GIVEN EXERCISE 1:
Please pick out every line of the rows below that contains the string "aircraft", copying each one in full. Case counts.

PASSAGE:
• • • •
Battling Shea Butter Graininess - and Winning
Shea butter graininess has been a subject on this blog several times. I work with shea in several products, but have always found it a temperamental ingredient to work with. It needs constant babysitting and monitoring if there is to be any chance of a grain-free texture.
In short, working with shea butter is a bit of a battle. Unless of course, you happen to know a few shea-graininess-battling tricks.
I'm tempted to tell you that's her in the pic above.
In actual fact – it is.
But only in my mind.
Jonna has special knowledge. She knows how to tame shea into submission and banish graininess.
She gave me a fascinating account of her family traditions and even shared how she has won the war against shea graininess.
Not only did she share her family history and secrets with me, she has permitted me to share them with you!
Can you see why I chose the picture above now? Jonna is my shea butter heroine.
• • • •
AVAILABLE RECORDS:

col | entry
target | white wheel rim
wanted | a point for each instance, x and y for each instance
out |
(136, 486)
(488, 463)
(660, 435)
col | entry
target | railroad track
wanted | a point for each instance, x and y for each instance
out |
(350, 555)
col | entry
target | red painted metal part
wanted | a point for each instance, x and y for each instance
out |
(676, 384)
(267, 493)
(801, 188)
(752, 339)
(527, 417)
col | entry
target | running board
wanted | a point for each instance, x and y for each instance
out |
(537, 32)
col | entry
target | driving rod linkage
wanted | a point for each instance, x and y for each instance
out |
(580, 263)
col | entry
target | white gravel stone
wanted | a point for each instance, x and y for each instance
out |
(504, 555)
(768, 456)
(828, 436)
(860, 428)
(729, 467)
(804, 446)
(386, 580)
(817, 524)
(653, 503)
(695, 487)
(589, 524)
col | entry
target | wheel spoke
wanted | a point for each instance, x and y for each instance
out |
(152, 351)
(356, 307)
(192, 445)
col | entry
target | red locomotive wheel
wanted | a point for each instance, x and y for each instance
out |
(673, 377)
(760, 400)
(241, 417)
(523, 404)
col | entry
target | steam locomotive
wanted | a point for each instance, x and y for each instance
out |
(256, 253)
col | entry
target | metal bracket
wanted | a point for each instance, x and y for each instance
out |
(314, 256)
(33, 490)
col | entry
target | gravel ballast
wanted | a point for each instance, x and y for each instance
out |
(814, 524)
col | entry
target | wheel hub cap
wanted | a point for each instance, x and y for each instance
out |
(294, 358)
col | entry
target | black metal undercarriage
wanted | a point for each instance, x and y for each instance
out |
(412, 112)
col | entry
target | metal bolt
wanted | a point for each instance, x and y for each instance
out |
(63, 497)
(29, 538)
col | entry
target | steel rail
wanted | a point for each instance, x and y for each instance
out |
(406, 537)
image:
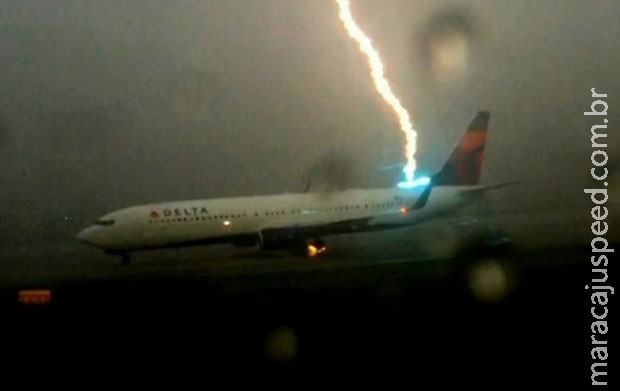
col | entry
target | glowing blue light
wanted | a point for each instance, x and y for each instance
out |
(422, 181)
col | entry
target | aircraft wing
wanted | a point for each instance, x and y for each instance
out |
(320, 229)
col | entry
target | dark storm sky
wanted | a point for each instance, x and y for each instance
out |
(104, 104)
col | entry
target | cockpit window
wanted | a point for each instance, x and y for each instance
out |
(105, 222)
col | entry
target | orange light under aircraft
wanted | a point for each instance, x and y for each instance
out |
(314, 250)
(40, 296)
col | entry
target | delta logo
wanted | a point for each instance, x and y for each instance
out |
(179, 212)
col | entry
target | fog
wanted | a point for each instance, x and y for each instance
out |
(108, 104)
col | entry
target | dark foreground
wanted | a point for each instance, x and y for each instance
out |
(406, 315)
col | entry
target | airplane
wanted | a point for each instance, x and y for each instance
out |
(298, 221)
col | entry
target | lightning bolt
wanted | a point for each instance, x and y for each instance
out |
(382, 85)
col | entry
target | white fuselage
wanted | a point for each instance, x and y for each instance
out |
(227, 219)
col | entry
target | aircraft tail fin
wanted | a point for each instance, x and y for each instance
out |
(464, 165)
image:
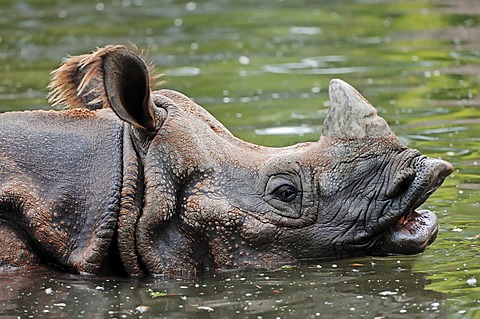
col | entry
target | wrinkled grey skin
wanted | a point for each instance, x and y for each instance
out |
(140, 181)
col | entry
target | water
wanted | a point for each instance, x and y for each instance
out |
(262, 68)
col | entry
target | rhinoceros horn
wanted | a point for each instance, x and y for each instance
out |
(351, 116)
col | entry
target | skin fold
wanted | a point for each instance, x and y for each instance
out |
(132, 180)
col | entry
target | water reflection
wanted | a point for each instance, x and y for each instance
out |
(349, 288)
(262, 68)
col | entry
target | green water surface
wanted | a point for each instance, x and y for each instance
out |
(262, 68)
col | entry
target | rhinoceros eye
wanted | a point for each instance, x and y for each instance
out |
(285, 193)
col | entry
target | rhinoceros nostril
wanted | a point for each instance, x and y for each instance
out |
(401, 182)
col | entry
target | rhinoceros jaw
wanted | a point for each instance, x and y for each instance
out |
(351, 116)
(404, 219)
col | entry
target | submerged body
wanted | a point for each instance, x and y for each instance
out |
(141, 181)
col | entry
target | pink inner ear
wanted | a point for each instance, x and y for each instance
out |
(351, 116)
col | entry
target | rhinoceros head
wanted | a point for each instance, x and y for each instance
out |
(212, 201)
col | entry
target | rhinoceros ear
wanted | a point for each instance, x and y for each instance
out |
(128, 89)
(351, 116)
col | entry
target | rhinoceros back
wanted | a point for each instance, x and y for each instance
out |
• • • •
GIVEN EXERCISE 2:
In the shea butter post, condense the paragraph that begins "Shea butter graininess has been a subject" into a shorter version that keeps its main facts.

COMPLETE RESPONSE 1:
target | aircraft wing
target | orange light under aircraft
target | aircraft tail fin

COMPLETE RESPONSE 2:
Shea butter graininess has come up on this blog several times. I use shea in several products but find it temperamental: getting a grain-free texture takes constant babysitting and monitoring.